__ACTIVITY__
For this exercise, restate word for word only the lines from the first line of the data to the line containing "Where can you find the utility".

__RECORDS TO USE__
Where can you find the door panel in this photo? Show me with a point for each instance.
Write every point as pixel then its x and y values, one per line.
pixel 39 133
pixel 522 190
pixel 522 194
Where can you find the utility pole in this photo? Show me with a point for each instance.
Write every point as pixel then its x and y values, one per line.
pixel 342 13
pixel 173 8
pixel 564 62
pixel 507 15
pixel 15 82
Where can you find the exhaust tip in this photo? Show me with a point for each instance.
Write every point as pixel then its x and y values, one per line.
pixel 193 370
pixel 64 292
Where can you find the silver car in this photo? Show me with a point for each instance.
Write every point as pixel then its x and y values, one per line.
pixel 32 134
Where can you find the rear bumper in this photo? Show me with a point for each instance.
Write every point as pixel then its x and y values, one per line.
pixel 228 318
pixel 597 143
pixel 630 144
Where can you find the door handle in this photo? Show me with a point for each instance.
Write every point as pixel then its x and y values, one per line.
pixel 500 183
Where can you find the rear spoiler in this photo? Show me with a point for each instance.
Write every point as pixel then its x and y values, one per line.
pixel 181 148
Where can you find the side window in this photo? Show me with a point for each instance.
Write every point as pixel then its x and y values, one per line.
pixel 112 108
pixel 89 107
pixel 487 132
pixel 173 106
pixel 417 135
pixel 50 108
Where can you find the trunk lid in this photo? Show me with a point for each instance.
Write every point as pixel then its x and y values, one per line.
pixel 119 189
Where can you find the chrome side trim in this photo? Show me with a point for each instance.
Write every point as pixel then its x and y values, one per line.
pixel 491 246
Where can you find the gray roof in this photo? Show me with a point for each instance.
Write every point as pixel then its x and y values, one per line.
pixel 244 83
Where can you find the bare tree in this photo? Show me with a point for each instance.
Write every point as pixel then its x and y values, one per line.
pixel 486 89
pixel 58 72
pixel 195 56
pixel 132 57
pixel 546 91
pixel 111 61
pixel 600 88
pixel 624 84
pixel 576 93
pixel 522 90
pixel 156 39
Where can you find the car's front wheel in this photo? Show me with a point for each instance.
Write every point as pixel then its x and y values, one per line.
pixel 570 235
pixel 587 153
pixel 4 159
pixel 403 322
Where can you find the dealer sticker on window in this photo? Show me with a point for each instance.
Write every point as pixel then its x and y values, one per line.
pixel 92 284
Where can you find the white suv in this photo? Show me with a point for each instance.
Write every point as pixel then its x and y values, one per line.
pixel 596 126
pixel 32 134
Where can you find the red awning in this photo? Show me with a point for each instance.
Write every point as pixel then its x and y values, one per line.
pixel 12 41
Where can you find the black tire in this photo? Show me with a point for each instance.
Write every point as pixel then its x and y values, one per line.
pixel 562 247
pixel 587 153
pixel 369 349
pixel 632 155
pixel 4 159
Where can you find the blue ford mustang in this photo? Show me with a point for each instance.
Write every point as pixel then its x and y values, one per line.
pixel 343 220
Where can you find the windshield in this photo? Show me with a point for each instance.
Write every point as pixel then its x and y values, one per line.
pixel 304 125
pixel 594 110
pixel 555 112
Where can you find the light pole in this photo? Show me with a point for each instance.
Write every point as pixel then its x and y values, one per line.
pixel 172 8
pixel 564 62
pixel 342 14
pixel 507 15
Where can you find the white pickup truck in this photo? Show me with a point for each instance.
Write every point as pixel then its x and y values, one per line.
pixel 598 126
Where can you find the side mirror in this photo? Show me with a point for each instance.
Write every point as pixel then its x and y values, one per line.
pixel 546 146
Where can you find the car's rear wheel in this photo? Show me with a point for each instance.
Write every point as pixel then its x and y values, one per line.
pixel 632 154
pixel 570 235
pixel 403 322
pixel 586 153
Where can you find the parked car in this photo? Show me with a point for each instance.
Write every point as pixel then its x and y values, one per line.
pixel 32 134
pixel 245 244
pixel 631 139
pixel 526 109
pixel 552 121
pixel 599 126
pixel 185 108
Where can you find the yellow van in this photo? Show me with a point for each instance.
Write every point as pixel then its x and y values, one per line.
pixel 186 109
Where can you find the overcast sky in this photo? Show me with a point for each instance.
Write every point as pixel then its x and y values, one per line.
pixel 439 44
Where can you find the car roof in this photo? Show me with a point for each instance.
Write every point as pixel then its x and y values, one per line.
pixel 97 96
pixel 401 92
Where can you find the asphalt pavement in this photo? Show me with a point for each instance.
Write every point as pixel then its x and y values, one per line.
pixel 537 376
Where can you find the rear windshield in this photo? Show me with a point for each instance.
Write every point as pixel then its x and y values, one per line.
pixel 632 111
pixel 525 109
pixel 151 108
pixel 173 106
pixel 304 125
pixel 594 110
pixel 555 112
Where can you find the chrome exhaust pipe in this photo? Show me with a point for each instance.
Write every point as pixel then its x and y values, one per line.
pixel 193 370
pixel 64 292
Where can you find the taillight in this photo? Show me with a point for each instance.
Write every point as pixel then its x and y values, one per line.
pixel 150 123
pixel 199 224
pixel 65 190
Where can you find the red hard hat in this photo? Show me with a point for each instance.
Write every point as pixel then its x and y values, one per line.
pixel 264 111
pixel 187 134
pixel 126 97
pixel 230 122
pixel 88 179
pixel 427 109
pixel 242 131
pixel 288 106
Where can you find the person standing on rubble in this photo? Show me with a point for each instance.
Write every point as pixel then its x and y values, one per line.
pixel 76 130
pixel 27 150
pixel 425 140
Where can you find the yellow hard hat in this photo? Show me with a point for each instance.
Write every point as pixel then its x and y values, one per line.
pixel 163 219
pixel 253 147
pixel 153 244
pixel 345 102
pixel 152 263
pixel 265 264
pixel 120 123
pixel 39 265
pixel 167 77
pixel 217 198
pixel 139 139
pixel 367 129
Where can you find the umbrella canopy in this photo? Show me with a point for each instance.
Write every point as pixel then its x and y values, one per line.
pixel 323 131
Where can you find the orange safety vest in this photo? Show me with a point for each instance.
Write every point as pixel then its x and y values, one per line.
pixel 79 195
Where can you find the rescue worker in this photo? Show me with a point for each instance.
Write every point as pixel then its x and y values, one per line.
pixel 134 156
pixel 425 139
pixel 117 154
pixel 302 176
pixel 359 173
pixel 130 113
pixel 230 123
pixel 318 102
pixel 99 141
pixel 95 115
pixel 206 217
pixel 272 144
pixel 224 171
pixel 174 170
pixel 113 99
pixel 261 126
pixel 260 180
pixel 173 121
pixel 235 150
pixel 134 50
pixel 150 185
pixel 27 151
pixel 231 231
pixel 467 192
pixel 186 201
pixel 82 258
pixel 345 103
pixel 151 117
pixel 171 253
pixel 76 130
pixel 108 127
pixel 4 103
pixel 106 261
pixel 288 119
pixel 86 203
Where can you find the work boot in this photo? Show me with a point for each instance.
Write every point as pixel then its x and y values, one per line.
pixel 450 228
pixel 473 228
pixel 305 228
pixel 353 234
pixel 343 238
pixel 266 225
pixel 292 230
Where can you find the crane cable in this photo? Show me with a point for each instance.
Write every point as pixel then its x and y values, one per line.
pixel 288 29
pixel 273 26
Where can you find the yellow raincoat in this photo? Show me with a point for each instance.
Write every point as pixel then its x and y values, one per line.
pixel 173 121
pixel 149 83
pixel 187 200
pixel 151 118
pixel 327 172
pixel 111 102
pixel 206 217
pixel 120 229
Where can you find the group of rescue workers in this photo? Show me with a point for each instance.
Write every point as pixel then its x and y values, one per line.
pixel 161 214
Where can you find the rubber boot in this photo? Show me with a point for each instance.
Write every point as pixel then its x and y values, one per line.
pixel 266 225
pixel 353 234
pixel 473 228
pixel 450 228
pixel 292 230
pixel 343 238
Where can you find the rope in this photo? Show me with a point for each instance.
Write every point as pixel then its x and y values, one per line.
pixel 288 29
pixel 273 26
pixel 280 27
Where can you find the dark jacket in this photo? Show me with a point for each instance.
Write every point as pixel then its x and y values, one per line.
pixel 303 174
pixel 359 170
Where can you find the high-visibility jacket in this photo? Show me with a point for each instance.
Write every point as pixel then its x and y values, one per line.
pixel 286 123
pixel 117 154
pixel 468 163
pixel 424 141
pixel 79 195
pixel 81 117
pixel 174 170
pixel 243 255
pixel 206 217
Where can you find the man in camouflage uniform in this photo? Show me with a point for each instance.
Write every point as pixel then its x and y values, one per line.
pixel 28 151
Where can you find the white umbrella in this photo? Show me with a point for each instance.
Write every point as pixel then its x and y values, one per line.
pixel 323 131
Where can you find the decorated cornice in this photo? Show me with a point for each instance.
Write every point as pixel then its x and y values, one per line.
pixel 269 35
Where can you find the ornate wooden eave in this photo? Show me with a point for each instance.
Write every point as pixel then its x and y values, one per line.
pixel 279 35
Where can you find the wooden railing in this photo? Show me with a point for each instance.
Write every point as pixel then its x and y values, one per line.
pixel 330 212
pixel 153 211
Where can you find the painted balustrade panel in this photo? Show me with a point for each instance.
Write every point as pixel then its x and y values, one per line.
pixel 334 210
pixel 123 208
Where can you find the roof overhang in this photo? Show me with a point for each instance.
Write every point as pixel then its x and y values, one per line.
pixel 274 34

__RESPONSE TO THIS TASK__
Where can you find the door panel in this photo? Show me with a point for each instance.
Write every point as pixel then its x and y values, one per line.
pixel 39 133
pixel 522 190
pixel 522 194
Where can you find the utility pole in this photo? Show me with a point for each instance.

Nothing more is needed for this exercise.